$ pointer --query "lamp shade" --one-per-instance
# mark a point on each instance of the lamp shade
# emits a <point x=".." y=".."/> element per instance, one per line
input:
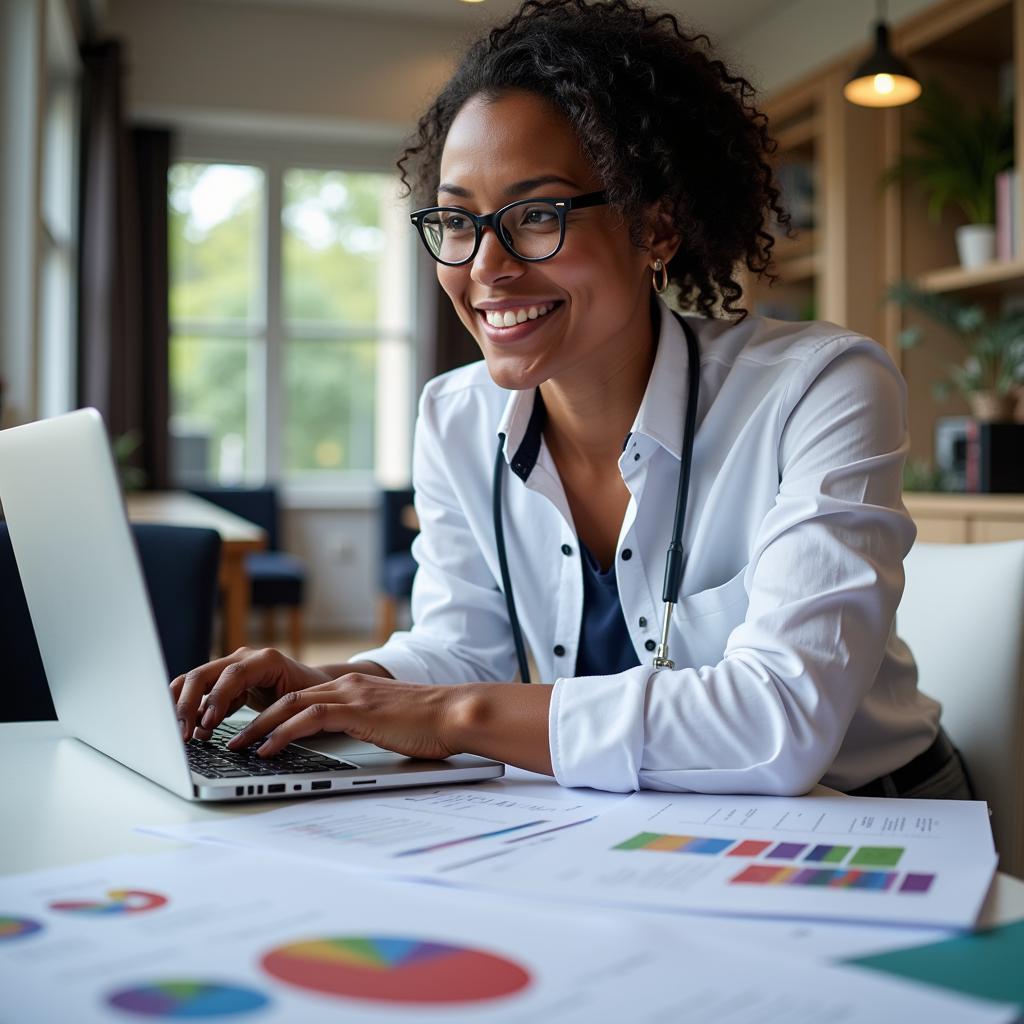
<point x="882" y="80"/>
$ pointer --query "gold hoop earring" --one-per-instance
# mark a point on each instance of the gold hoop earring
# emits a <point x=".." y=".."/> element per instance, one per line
<point x="662" y="284"/>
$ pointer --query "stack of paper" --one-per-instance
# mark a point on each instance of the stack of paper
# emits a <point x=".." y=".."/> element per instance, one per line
<point x="218" y="932"/>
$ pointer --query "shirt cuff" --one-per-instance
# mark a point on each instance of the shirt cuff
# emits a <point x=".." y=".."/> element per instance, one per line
<point x="398" y="660"/>
<point x="596" y="730"/>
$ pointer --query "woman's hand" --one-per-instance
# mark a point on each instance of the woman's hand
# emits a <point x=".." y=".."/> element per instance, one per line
<point x="410" y="718"/>
<point x="256" y="678"/>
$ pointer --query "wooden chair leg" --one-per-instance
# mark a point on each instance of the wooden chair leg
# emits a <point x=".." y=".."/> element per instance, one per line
<point x="295" y="631"/>
<point x="387" y="616"/>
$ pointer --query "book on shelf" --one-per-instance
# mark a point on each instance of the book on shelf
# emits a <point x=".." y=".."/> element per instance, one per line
<point x="1007" y="190"/>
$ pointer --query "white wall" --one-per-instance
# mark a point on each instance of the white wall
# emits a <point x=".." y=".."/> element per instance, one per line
<point x="22" y="40"/>
<point x="316" y="73"/>
<point x="188" y="56"/>
<point x="37" y="54"/>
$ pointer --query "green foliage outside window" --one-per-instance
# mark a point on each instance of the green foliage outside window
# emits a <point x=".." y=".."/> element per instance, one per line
<point x="332" y="251"/>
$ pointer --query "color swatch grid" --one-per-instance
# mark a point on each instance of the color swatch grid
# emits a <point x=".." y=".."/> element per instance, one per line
<point x="770" y="875"/>
<point x="863" y="856"/>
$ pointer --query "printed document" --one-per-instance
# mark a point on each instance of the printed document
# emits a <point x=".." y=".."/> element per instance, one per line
<point x="915" y="862"/>
<point x="216" y="932"/>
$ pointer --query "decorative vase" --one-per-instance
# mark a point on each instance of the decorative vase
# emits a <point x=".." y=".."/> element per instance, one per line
<point x="990" y="407"/>
<point x="976" y="245"/>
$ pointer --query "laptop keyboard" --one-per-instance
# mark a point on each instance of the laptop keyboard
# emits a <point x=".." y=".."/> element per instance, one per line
<point x="212" y="758"/>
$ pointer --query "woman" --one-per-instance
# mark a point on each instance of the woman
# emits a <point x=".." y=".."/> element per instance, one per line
<point x="583" y="157"/>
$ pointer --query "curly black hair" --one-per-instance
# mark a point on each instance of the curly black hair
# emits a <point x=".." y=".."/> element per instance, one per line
<point x="656" y="114"/>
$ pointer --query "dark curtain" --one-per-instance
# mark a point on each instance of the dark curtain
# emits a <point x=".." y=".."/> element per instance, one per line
<point x="123" y="320"/>
<point x="455" y="345"/>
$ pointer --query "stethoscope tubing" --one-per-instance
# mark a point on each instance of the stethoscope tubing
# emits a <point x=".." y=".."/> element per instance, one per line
<point x="675" y="557"/>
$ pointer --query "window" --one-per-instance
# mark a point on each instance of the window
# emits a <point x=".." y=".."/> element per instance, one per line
<point x="291" y="352"/>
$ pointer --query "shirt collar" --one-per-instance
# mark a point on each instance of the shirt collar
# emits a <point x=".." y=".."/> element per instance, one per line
<point x="659" y="417"/>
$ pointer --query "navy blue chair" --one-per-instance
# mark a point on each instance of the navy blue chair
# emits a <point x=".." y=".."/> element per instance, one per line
<point x="398" y="527"/>
<point x="180" y="565"/>
<point x="279" y="579"/>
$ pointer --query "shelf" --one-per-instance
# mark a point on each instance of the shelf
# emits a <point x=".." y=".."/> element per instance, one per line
<point x="995" y="276"/>
<point x="935" y="504"/>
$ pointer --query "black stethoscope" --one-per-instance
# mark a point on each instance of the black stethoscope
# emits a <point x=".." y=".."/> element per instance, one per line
<point x="674" y="557"/>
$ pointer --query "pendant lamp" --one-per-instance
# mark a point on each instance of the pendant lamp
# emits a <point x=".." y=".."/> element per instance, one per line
<point x="882" y="80"/>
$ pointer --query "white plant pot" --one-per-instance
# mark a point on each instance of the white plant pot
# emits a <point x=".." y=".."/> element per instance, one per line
<point x="976" y="245"/>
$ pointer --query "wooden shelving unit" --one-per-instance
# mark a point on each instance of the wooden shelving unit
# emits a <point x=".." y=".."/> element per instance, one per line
<point x="997" y="278"/>
<point x="864" y="239"/>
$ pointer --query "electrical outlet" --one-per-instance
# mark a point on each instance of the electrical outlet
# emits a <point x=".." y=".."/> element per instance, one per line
<point x="343" y="549"/>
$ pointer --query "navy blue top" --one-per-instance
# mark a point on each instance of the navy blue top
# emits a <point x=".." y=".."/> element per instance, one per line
<point x="604" y="642"/>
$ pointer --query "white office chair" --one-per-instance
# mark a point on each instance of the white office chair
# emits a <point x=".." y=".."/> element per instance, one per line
<point x="963" y="615"/>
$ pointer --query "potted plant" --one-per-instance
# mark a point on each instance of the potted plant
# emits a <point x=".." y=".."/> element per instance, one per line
<point x="993" y="370"/>
<point x="958" y="153"/>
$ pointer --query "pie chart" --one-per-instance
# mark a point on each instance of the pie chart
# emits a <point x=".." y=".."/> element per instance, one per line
<point x="390" y="969"/>
<point x="118" y="901"/>
<point x="187" y="999"/>
<point x="16" y="928"/>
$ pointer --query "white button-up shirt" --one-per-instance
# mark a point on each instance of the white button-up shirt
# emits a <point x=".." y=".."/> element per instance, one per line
<point x="788" y="670"/>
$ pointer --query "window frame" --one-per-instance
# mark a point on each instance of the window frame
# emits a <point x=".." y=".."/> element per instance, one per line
<point x="273" y="156"/>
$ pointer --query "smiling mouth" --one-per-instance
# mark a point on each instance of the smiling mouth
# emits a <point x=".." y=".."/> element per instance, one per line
<point x="518" y="314"/>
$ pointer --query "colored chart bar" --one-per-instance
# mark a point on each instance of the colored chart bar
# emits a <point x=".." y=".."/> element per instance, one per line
<point x="786" y="851"/>
<point x="916" y="883"/>
<point x="670" y="844"/>
<point x="638" y="842"/>
<point x="663" y="843"/>
<point x="825" y="878"/>
<point x="750" y="848"/>
<point x="711" y="846"/>
<point x="828" y="854"/>
<point x="878" y="856"/>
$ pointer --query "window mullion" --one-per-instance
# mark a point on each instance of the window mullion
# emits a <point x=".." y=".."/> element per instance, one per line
<point x="274" y="356"/>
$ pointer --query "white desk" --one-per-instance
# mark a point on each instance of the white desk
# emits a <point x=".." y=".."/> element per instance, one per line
<point x="62" y="802"/>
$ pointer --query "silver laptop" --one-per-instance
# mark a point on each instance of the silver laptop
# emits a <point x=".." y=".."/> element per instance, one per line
<point x="98" y="641"/>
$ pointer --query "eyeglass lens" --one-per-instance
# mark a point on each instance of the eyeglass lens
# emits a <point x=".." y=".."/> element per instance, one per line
<point x="530" y="229"/>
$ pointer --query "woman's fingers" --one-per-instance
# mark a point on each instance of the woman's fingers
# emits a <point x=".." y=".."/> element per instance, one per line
<point x="281" y="716"/>
<point x="264" y="669"/>
<point x="193" y="686"/>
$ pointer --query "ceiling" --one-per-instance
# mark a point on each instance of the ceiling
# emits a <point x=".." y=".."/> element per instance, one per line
<point x="720" y="18"/>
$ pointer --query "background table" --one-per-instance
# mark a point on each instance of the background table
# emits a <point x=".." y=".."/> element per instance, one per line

+--

● **Exercise description**
If a line of the records includes the string "unit", copy it out.

● **Completed task**
$ pointer --query "wooden shelving unit" --one-per-instance
# mark a point on each instance of the wooden shelving unit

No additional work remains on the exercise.